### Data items
********

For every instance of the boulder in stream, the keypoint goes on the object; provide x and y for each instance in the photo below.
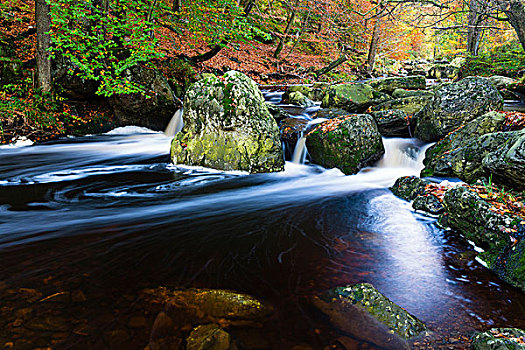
(348, 143)
(456, 104)
(227, 126)
(354, 98)
(388, 85)
(363, 312)
(499, 339)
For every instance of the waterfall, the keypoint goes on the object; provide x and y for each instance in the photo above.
(299, 152)
(175, 125)
(403, 153)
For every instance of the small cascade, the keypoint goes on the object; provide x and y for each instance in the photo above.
(403, 153)
(299, 152)
(175, 125)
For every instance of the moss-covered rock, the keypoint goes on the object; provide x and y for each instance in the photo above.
(348, 143)
(155, 111)
(461, 152)
(228, 126)
(388, 85)
(456, 104)
(401, 93)
(409, 187)
(362, 311)
(410, 105)
(392, 123)
(499, 339)
(507, 162)
(351, 97)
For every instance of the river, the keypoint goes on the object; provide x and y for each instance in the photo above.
(98, 218)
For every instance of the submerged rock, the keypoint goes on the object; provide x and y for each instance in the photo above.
(228, 126)
(388, 85)
(499, 339)
(363, 312)
(409, 187)
(356, 97)
(348, 143)
(410, 105)
(208, 337)
(153, 111)
(456, 104)
(392, 123)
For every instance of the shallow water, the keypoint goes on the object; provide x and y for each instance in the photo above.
(108, 215)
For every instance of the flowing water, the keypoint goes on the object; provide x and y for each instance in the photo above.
(99, 218)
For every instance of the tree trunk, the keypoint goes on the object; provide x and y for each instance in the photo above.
(474, 32)
(43, 42)
(279, 48)
(374, 43)
(515, 11)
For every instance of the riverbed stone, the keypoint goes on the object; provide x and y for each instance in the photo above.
(409, 187)
(389, 85)
(208, 337)
(348, 143)
(410, 105)
(355, 97)
(228, 126)
(499, 339)
(401, 93)
(456, 104)
(392, 123)
(507, 162)
(362, 311)
(460, 153)
(154, 110)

********

Print every line above exactly. Leave the pictures out.

### Solution to this task
For every instance of the boulder in stream, the keypoint goes on the object; provide x and y for each instance in the photo below.
(348, 143)
(456, 104)
(227, 126)
(354, 98)
(388, 85)
(363, 312)
(499, 339)
For every instance of the waterfall, the keypoint goes on the object; provide x and y for each instance in the photo above.
(299, 152)
(175, 125)
(403, 153)
For every instance of the small cascade, the keypoint goes on the object; provide x and y for each instance in the photo above.
(403, 153)
(299, 152)
(175, 125)
For every instance of the moss-covered rock, the keypoint goes on the object; provide x and y for each instance in the photo above.
(348, 143)
(155, 111)
(461, 152)
(228, 126)
(388, 85)
(456, 104)
(401, 93)
(409, 187)
(362, 311)
(410, 105)
(392, 123)
(499, 339)
(507, 162)
(351, 97)
For every instance of the river, the keypoint goes on the object; provide x and y for each instance in the photo above.
(98, 218)
For every instance of the submerged rock, the keypoint goes on the object; provide x and y for each instance in the photo above.
(228, 126)
(388, 85)
(499, 339)
(363, 312)
(409, 187)
(356, 97)
(348, 143)
(410, 105)
(208, 337)
(153, 111)
(456, 104)
(392, 123)
For every instance of the shallow water, the keypoint goes on the object; provide x and y for each instance in the photo above.
(108, 215)
For every instance of the flowing water, the keypoint goes on the object; provide x and y for each instance in the photo above.
(99, 218)
For every instance of the tree trunk, the keypoint goes on the object; provide x and y for each instance in the photo above.
(474, 32)
(43, 42)
(279, 48)
(374, 43)
(515, 11)
For every instance of the riverbed stone, the keypoint goes on the object; provide x and y for each instance in the photo above.
(409, 187)
(389, 85)
(208, 337)
(348, 143)
(410, 105)
(355, 97)
(228, 126)
(499, 339)
(401, 93)
(456, 104)
(392, 123)
(507, 162)
(362, 311)
(460, 153)
(154, 110)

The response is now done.